### Fragmento mostrado ###

Hace pocas horas me tocó actuar como Jurado en un concurso por oposición para un cargo docente en la Universidad Nacional del Comahue. Una experiencia muy fuerte, muy intensa. Un acto público. Postulantes con excelentes antecedentes. Años de experiencia. Mucho compromiso en la enseñanza. Proyectos de investigación. Amplia participación en programas de extensión comunitaria. Tuve suerte. En la conformación del jurado me tocaron colegas brillantes y muy comprometidas que ayudaron a sobrellevar el inexplicable peso y agobio que hasta determinado momento experimenté en la tarea. Quiero decir: despertarme a las cuatro de la mañana para leer por quinta vez el curriculum (¡un documento!) de un docente no es algo tan común. ¿Por qué? ¿Qué estaba operando para que semejante energía estuviese presente en el desempeño de esta función? Como bien suele suceder, cuanto más intensa es la pasión y el dolor que nos atraviesa más remisa se muestra la causa para hacerse notar. Lo cierto es que no fue hasta pocos minutos antes del inicio del concurso que apareció el clic: la articulación que hacía visible el trauma por el cual un acto más de la vida universitaria cobraba para quien firma una trascendencia y valor tan particulares.
Para decirlo de una vez: en estas horas la Universidad Nacional del Comahue no es una más. Es la casa de altos estudios cuya rectora ubicó en palabras lo que tantos y tantas estamos experimentando desde que el engendro libertario que nos gobierna puso en marcha su plan de exterminio a la Universidad pública, a la cultura, a la palabra y a todo saber que los cuerpos generan en la dura experiencia de responder a las exigencias que la existencia impone. Quienquiera puede ver el video en el cual, durante un cónclave interuniversitario en la Unsam, la Rectora Beatriz Gentile le responde al burócrata de turno su bravata de desprecio al ámbito académico. Pero fue solo a pocos minutos de iniciarse el concurso que sus palabras resonaron con claridad en mi recuerdo para, de esta manera, hacer vívida toda aquella experiencia de terror y humillación en la puerta de la Universidad.

### Datos de origen ###

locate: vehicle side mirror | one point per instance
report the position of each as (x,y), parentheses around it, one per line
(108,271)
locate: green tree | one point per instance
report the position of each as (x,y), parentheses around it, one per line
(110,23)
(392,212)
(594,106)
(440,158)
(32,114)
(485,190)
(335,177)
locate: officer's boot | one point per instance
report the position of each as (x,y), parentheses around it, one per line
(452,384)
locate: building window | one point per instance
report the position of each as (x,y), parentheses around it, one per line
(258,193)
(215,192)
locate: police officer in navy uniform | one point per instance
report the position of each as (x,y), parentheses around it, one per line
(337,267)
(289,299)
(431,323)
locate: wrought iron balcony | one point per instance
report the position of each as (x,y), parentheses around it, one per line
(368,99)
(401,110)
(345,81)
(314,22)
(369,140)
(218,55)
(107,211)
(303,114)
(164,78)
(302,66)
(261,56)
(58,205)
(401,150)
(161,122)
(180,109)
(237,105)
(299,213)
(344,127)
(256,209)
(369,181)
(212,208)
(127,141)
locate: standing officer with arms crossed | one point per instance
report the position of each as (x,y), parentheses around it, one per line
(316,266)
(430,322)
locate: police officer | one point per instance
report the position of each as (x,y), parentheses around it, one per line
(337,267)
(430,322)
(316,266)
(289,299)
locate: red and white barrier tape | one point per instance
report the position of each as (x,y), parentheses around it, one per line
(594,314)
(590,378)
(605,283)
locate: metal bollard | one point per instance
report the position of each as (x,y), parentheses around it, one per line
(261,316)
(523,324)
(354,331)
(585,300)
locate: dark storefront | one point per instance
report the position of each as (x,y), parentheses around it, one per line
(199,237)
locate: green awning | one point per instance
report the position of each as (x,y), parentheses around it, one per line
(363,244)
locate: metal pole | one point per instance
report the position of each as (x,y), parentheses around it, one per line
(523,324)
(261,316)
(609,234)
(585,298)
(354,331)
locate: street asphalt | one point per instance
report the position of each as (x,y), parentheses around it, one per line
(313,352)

###

Tarea a realizar 1 =
Edita, por favor, el fragmento sobre el concurso docente: empieza en las palabras "Para decirlo de", termina después de "de la Universidad." y pon "encuentro" en lugar de "cónclave".
Tarea a realizar 2 =
Retoma el fragmento sobre el concurso docente y continúalo a partir de su última oración.

Recuadro de respuesta 1 =
Para decirlo de una vez: en estas horas la Universidad Nacional del Comahue no es una más. Es la casa de altos estudios cuya rectora ubicó en palabras lo que tantos y tantas estamos experimentando desde que el engendro libertario que nos gobierna puso en marcha su plan de exterminio a la Universidad pública, a la cultura, a la palabra y a todo saber que los cuerpos generan en la dura experiencia de responder a las exigencias que la existencia impone. Quienquiera puede ver el video en el cual, durante un encuentro interuniversitario en la Unsam, la Rectora Beatriz Gentile le responde al burócrata de turno su bravata de desprecio al ámbito académico. Pero fue solo a pocos minutos de iniciarse el concurso que sus palabras resonaron con claridad en mi recuerdo para, de esta manera, hacer vívida toda aquella experiencia de terror y humillación en la puerta de la Universidad.

Recuadro de respuesta 2 =
“No le puedo permitir, señor subsecretario”, dijo Beatriz Gentile al subsecretario de Políticas Universitarias de la Nación cuando este intentó, precisamente, defender la práctica de pedir documentos en organismos oficiales. Por otra parte, en su lamentable y violenta intervención, el funcionario había trazado un escenario decadente de la universidad argentina, además de insinuar que los rectores de las universidades usurpaban sus cargos. Lo cierto es que, entre otras varias cuestiones, y tras recordarle que su condición de Rectora surgía de una elección en tanto que el subsecretario ostentaba un cargo por decisión de la gestión (léase a dedo), Beatriz Gentile brindó quizás algo similar a una clase pública. “Ejercicio histórico mediante”, le hizo saber al burócrata que la Universidad solo puede crecer si hay una sociedad que se expande. Para ello le bastó consignar las cifras del crecimiento de la matrícula universitaria durante los gobiernos que privilegiaron el bienestar de la población en contraste con las administraciones que hicieron del “pretorianismo” su modo de gobierno. La Rectora fue universitaria, abierta, articuló la academia con la calle; el saber con el discurso; la palabra con los cuerpos.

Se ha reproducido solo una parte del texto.